(Data provided begins)

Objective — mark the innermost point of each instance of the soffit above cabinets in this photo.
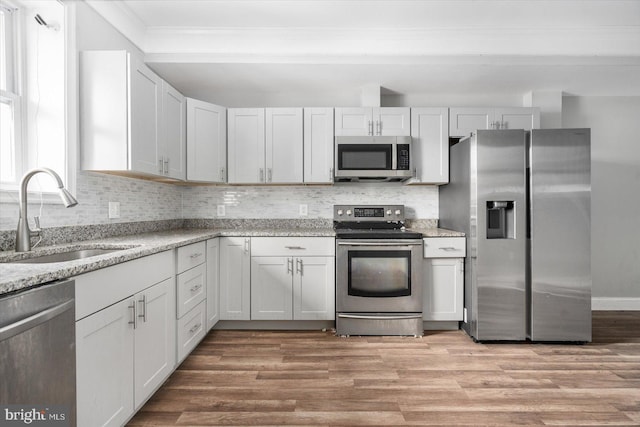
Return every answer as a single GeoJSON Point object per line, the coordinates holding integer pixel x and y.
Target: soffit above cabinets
{"type": "Point", "coordinates": [407, 46]}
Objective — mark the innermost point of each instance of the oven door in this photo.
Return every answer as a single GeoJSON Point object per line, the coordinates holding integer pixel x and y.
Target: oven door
{"type": "Point", "coordinates": [383, 276]}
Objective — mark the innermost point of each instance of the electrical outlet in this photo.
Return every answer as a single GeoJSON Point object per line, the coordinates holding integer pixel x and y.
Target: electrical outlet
{"type": "Point", "coordinates": [114, 210]}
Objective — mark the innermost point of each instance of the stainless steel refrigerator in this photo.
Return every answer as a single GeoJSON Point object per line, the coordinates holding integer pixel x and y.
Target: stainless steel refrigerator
{"type": "Point", "coordinates": [523, 199]}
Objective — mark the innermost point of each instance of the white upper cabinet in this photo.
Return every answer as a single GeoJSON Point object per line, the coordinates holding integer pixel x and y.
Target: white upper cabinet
{"type": "Point", "coordinates": [430, 145]}
{"type": "Point", "coordinates": [284, 160]}
{"type": "Point", "coordinates": [265, 145]}
{"type": "Point", "coordinates": [464, 121]}
{"type": "Point", "coordinates": [246, 145]}
{"type": "Point", "coordinates": [206, 142]}
{"type": "Point", "coordinates": [385, 121]}
{"type": "Point", "coordinates": [173, 146]}
{"type": "Point", "coordinates": [318, 145]}
{"type": "Point", "coordinates": [131, 121]}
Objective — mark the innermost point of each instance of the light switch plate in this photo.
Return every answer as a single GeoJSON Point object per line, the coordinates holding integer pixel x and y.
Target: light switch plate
{"type": "Point", "coordinates": [114, 210]}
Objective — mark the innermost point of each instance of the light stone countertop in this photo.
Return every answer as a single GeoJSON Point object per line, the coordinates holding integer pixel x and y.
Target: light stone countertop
{"type": "Point", "coordinates": [14, 277]}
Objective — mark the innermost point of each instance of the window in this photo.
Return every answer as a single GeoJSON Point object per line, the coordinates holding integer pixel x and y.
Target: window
{"type": "Point", "coordinates": [37, 120]}
{"type": "Point", "coordinates": [10, 105]}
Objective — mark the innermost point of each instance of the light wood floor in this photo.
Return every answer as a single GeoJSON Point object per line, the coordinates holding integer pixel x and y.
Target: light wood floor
{"type": "Point", "coordinates": [444, 378]}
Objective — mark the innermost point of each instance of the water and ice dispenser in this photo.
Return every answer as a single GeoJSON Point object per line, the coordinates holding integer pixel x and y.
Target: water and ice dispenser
{"type": "Point", "coordinates": [500, 219]}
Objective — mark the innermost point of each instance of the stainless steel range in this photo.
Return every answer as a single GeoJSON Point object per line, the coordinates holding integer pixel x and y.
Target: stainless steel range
{"type": "Point", "coordinates": [378, 272]}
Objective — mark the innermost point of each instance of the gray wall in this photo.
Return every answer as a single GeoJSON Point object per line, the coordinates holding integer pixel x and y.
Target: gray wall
{"type": "Point", "coordinates": [615, 181]}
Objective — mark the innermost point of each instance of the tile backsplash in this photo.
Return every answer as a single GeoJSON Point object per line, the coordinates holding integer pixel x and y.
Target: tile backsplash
{"type": "Point", "coordinates": [284, 201]}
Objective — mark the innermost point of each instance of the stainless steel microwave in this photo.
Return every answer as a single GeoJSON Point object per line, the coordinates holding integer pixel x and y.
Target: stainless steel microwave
{"type": "Point", "coordinates": [373, 158]}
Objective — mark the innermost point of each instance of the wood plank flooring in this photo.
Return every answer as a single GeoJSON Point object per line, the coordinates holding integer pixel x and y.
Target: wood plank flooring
{"type": "Point", "coordinates": [444, 378]}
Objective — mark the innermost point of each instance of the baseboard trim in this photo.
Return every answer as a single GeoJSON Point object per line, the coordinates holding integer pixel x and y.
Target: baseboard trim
{"type": "Point", "coordinates": [603, 303]}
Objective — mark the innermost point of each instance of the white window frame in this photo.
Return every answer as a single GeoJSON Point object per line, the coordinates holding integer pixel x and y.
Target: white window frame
{"type": "Point", "coordinates": [9, 191]}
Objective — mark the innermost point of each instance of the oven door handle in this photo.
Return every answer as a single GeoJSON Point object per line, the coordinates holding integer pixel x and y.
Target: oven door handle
{"type": "Point", "coordinates": [380, 317]}
{"type": "Point", "coordinates": [394, 243]}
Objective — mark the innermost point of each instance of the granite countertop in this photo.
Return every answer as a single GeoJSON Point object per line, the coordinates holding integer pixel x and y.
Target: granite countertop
{"type": "Point", "coordinates": [438, 232]}
{"type": "Point", "coordinates": [15, 277]}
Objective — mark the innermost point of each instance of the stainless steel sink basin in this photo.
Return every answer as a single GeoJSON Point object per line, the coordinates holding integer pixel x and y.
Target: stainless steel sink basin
{"type": "Point", "coordinates": [65, 256]}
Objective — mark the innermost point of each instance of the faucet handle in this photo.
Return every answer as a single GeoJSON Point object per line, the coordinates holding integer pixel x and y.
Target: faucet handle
{"type": "Point", "coordinates": [37, 229]}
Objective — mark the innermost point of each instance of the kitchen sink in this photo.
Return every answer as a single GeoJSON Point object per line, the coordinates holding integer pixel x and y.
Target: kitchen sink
{"type": "Point", "coordinates": [70, 255]}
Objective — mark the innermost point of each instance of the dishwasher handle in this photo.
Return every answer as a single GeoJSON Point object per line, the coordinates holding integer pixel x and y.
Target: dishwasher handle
{"type": "Point", "coordinates": [34, 320]}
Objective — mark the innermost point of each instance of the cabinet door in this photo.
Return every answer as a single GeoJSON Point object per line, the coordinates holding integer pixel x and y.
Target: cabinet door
{"type": "Point", "coordinates": [430, 144]}
{"type": "Point", "coordinates": [271, 288]}
{"type": "Point", "coordinates": [354, 121]}
{"type": "Point", "coordinates": [318, 145]}
{"type": "Point", "coordinates": [443, 289]}
{"type": "Point", "coordinates": [518, 118]}
{"type": "Point", "coordinates": [174, 132]}
{"type": "Point", "coordinates": [145, 98]}
{"type": "Point", "coordinates": [463, 121]}
{"type": "Point", "coordinates": [246, 145]}
{"type": "Point", "coordinates": [392, 121]}
{"type": "Point", "coordinates": [284, 145]}
{"type": "Point", "coordinates": [155, 338]}
{"type": "Point", "coordinates": [104, 363]}
{"type": "Point", "coordinates": [213, 282]}
{"type": "Point", "coordinates": [235, 278]}
{"type": "Point", "coordinates": [206, 141]}
{"type": "Point", "coordinates": [314, 288]}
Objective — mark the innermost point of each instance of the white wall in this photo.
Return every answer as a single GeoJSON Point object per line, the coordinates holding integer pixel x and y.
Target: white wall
{"type": "Point", "coordinates": [615, 182]}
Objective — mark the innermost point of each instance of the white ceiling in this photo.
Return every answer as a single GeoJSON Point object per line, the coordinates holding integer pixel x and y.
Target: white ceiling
{"type": "Point", "coordinates": [230, 50]}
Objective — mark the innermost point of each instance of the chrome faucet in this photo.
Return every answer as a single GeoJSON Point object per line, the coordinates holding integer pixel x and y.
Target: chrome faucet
{"type": "Point", "coordinates": [23, 233]}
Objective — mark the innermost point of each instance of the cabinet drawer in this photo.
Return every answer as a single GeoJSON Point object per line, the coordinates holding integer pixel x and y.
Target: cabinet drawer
{"type": "Point", "coordinates": [292, 246]}
{"type": "Point", "coordinates": [444, 247]}
{"type": "Point", "coordinates": [191, 329]}
{"type": "Point", "coordinates": [191, 288]}
{"type": "Point", "coordinates": [189, 256]}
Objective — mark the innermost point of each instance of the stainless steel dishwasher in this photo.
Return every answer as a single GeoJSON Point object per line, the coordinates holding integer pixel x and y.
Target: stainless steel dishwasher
{"type": "Point", "coordinates": [38, 354]}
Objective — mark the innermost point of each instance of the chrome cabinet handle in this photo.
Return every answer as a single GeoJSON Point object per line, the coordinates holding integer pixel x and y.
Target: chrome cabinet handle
{"type": "Point", "coordinates": [133, 322]}
{"type": "Point", "coordinates": [143, 301]}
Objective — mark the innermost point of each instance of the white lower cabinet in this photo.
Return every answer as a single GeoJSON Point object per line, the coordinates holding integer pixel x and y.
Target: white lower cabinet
{"type": "Point", "coordinates": [443, 274]}
{"type": "Point", "coordinates": [124, 352]}
{"type": "Point", "coordinates": [235, 278]}
{"type": "Point", "coordinates": [213, 282]}
{"type": "Point", "coordinates": [292, 278]}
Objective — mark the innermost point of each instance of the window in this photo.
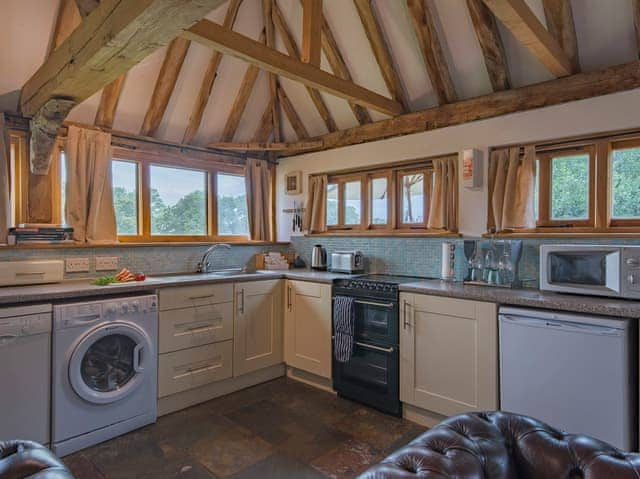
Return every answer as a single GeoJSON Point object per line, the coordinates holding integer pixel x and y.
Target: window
{"type": "Point", "coordinates": [125, 196]}
{"type": "Point", "coordinates": [233, 218]}
{"type": "Point", "coordinates": [588, 185]}
{"type": "Point", "coordinates": [392, 198]}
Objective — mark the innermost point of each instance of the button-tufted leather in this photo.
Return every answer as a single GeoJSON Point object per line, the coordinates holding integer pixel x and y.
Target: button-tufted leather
{"type": "Point", "coordinates": [27, 459]}
{"type": "Point", "coordinates": [499, 445]}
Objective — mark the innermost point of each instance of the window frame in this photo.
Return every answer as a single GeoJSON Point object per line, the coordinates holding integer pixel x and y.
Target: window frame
{"type": "Point", "coordinates": [144, 161]}
{"type": "Point", "coordinates": [601, 221]}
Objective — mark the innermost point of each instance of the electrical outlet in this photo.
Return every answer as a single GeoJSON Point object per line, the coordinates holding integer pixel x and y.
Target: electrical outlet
{"type": "Point", "coordinates": [106, 263]}
{"type": "Point", "coordinates": [77, 265]}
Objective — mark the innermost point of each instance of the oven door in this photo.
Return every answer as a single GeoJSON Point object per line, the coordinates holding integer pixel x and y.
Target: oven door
{"type": "Point", "coordinates": [376, 321]}
{"type": "Point", "coordinates": [586, 269]}
{"type": "Point", "coordinates": [371, 377]}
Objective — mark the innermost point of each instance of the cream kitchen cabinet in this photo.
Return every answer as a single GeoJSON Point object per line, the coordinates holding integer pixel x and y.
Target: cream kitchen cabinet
{"type": "Point", "coordinates": [307, 324]}
{"type": "Point", "coordinates": [448, 354]}
{"type": "Point", "coordinates": [258, 321]}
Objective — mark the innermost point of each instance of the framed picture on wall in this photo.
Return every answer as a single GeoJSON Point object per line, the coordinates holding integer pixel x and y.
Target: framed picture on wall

(Data provided ends)

- [Task item] Look for the string "framed" in the listing above and copy every line holding it.

- [Output]
Objective — mark the innermost point of each instance of the framed picture on wall in this photo.
Target: framed picture on wall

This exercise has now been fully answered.